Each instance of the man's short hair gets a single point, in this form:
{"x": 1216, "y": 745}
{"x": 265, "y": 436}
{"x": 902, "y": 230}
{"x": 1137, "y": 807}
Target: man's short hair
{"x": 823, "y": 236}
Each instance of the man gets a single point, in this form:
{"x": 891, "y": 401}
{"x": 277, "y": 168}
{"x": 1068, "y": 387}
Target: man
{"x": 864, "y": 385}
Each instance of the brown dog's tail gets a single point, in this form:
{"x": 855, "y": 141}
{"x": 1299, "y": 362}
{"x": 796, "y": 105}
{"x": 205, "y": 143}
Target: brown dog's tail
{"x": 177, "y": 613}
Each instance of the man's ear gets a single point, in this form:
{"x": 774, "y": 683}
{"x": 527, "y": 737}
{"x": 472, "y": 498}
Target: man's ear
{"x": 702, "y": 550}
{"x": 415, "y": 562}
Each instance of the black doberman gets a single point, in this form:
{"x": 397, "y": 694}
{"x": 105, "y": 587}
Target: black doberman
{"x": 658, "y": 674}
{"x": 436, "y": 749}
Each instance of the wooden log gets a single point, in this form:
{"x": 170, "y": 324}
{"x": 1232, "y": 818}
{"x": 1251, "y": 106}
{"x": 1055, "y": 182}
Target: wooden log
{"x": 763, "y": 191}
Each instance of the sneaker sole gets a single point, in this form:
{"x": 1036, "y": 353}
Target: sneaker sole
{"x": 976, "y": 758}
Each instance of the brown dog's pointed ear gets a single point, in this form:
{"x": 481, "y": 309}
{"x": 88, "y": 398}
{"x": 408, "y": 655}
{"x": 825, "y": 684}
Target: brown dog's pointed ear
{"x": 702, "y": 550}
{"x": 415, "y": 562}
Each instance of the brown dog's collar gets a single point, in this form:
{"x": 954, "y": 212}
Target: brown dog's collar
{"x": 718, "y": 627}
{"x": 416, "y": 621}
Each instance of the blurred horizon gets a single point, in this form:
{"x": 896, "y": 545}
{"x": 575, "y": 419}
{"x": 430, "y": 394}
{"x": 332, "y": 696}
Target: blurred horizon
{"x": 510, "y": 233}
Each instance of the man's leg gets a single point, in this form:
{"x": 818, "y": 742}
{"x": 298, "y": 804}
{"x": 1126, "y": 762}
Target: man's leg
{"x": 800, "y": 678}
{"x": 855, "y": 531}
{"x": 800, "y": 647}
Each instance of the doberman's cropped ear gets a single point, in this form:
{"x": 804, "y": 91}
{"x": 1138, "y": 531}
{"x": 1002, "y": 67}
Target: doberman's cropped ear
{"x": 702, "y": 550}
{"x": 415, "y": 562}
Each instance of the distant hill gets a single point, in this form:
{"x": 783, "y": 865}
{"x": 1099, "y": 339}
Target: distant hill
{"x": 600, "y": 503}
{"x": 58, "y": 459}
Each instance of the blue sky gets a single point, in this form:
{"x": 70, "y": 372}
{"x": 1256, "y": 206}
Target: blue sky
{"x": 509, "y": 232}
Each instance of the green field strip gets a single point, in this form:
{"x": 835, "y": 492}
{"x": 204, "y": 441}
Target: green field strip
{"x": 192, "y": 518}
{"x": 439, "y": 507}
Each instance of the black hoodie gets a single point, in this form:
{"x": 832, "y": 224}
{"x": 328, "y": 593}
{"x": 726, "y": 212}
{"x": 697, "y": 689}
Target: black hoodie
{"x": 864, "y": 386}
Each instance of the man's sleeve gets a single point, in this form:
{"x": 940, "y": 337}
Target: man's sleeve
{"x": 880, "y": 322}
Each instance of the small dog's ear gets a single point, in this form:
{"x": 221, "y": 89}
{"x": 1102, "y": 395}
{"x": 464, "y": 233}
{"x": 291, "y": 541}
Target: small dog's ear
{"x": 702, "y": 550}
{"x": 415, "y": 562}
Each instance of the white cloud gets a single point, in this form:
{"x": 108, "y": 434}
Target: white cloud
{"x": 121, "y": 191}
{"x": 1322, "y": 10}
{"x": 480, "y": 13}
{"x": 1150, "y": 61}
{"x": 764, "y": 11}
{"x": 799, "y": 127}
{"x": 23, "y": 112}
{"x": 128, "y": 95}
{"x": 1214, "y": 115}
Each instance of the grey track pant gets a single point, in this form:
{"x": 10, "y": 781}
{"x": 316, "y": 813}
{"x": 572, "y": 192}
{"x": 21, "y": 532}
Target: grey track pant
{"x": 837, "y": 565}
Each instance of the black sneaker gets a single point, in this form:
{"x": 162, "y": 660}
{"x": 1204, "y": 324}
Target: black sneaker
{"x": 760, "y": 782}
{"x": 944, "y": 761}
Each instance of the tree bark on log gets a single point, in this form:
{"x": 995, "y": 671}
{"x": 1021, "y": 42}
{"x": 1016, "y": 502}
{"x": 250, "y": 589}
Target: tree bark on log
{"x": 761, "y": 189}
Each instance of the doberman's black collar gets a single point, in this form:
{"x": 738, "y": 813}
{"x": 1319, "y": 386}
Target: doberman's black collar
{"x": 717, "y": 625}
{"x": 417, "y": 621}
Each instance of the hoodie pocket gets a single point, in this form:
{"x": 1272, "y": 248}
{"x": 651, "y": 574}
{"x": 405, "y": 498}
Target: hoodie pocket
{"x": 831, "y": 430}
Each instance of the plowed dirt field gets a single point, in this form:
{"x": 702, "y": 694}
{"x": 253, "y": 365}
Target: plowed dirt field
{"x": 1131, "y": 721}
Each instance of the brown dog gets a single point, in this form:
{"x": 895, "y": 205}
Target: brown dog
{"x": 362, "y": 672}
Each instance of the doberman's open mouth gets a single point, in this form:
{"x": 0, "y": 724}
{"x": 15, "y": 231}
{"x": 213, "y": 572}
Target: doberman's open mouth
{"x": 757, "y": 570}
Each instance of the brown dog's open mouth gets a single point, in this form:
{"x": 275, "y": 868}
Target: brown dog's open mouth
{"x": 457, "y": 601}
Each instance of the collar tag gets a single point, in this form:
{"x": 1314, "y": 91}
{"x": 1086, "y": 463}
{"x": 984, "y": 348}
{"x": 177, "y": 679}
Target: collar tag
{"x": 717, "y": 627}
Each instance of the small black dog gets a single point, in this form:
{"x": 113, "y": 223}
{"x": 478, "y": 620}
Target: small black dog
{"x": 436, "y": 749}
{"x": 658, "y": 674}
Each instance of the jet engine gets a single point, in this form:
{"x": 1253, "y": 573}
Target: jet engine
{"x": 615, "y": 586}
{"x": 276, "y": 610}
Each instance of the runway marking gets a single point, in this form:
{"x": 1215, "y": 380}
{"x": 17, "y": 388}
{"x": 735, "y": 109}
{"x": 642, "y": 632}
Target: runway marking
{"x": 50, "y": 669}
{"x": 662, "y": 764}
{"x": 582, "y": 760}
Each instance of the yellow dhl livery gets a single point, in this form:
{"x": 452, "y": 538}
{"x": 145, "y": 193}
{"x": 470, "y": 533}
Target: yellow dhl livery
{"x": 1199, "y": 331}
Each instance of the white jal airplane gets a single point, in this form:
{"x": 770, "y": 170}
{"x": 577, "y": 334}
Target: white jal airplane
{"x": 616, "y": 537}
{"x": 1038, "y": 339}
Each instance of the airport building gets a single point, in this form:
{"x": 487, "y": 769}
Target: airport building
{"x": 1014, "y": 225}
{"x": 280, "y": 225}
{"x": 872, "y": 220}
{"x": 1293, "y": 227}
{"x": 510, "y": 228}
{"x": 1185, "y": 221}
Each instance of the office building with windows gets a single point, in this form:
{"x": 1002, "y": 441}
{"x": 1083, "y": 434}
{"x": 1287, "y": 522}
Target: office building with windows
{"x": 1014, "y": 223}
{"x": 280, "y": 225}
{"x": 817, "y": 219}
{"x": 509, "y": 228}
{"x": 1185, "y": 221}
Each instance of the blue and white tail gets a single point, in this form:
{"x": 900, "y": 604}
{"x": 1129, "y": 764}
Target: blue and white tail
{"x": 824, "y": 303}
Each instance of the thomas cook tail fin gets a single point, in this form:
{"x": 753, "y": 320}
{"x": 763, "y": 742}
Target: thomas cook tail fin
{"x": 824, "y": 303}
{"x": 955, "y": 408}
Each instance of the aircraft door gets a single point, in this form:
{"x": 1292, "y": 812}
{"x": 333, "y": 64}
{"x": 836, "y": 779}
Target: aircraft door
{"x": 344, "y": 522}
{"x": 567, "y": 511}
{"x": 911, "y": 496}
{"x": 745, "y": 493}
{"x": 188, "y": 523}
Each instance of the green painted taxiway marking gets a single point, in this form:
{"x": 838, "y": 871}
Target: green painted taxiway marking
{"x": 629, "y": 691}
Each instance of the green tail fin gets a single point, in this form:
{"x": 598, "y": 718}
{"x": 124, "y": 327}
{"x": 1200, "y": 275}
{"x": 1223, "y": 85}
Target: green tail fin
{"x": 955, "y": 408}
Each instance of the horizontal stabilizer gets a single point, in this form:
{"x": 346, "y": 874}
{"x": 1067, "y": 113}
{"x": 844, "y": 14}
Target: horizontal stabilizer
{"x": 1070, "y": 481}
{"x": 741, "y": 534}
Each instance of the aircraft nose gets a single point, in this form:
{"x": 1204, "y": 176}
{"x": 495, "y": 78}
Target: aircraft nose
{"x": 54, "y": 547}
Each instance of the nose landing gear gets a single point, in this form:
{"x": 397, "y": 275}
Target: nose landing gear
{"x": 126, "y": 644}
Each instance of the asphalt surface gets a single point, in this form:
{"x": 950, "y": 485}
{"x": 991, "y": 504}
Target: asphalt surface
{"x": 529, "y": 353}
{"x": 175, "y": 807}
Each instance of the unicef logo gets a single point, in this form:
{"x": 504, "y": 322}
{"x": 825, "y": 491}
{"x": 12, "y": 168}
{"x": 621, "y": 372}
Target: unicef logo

....

What the task asks: Write out again, unchanged, every line from the line containing "Each instance of the horizontal" to the final line of the material above.

Correct result:
Each instance of the horizontal stabilizer gets a single point, in this form:
{"x": 346, "y": 874}
{"x": 1067, "y": 113}
{"x": 844, "y": 14}
Target: horizontal stabilizer
{"x": 1070, "y": 481}
{"x": 741, "y": 534}
Each instance of the aircraft nose gets a single point, in this form:
{"x": 1204, "y": 176}
{"x": 495, "y": 78}
Target: aircraft nose
{"x": 54, "y": 547}
Each instance of the nose landing gear gets a single point, in this form:
{"x": 397, "y": 275}
Target: nose landing gear
{"x": 126, "y": 644}
Each instance of the asphalt surface gets a single point, in this form:
{"x": 950, "y": 485}
{"x": 991, "y": 504}
Target: asphalt surface
{"x": 529, "y": 353}
{"x": 175, "y": 807}
Each instance of the unicef logo gets a single point, in this form:
{"x": 504, "y": 322}
{"x": 825, "y": 491}
{"x": 12, "y": 168}
{"x": 621, "y": 372}
Target: unicef logo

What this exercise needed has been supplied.